TASK TO CARRY OUT: Reproduce the passage from the summary of Elevate, starting with "Avoid the other" and going on through "intentional relationships.", and replace "choosing better" with "choosing wisely".

PASSAGE:
***

Elevate by Robert Glazer
How to Raise
Your Capacity and Stop Living Below Your Potential
To elevate means “to
raise or lift something up to a higher position or more important level.”
That definition
alone captures the essence of Robert Glazer’s Elevate.
This isn’t a
motivational book about “dream big.”
It’s a practical blueprint for building the capacity required to
actually sustain big dreams.
One quote sets the
tone:
“The difference
between what we do and what we are capable of doing would suffice to solve most
of the world’s problems.” —
Mahatma Gandhi
That gap between
current output and true potential is where most people live.
And Glazer argues
that the solution is capacity building.
What Is Capacity
Building?
Glazer defines
capacity building as:
“The method by
which individuals seek, acquire, and develop the skills and abilities to
consistently perform at a higher level in pursuit of their innate potential.”
In simpler terms:
You don’t rise to your goals. You rise to your capacity.
If your capacity
doesn’t grow, your results won’t either.
He breaks capacity
into four areas:
- Spiritual (values & purpose)
- Intellectual (growth & learning)
- Physical (health & energy)
- Emotional (relationships &
resilience)
This framework is
powerful because it reminds us: success is not one-dimensional.
Key Leadership
& Growth Lessons (For Both Men and Women)
1️.Start With Core Values — Or You’ll Build
the Wrong Life
Glazer emphasizes
that long-term goals must be rooted in core values and purpose.
He challenges you
to ask:
- When am I happiest?
- When am I drained?
- What themes keep showing up in my life?
Too many professionals’
chase achievement without clarity.
As Yogi Berra
famously said:
“If you don’t know
where you’re going, you might not get there.”
Strategy to
Apply:
Write down 25 goals.
Circle only 5.
Avoid the other 20.
The goals you avoid
are often distractions disguised as ambition.
Leadership isn’t
about doing more.
It’s about choosing better.
2️.You Don’t Elevate Alone
One of the
strongest themes in Elevate is the power of mastermind groups and
intentional relationships.
Napoleon Hill
defined a mastermind as:
“The coordination
of knowledge and effort of two or more people, who work toward a definite
purpose, in the spirit of harmony.”
Elevators seek:
- Mentors
- Accountability partners
- Feedback
- Personal boards of advisors
Glazer reminds us:
“We all have blind
spots.”
The best athletes
in the world still have coaches.
The most dangerous
leaders are the ones who think they’ve arrived.
Strategy to
Apply:
- Join or create a mastermind group.
- Identify 3 people who can challenge
your thinking.
- Ask for uncomfortable feedback.
Growth requires
friction.
3️. Action Beats Overthinking
Glazer writes:
“When given the
choice, choose to take action and keep the capacity ball moving downhill.”

***

DATASET EXTRACT:
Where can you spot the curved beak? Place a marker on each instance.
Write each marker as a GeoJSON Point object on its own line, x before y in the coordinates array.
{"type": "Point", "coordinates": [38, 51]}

***

CORRECT RESPONSE:
Avoid the other 20.
The goals you avoid
are often distractions disguised as ambition.
Leadership isn’t
about doing more.
It’s about choosing wisely.
2️.You Don’t Elevate Alone
One of the
strongest themes in Elevate is the power of mastermind groups and
intentional relationships.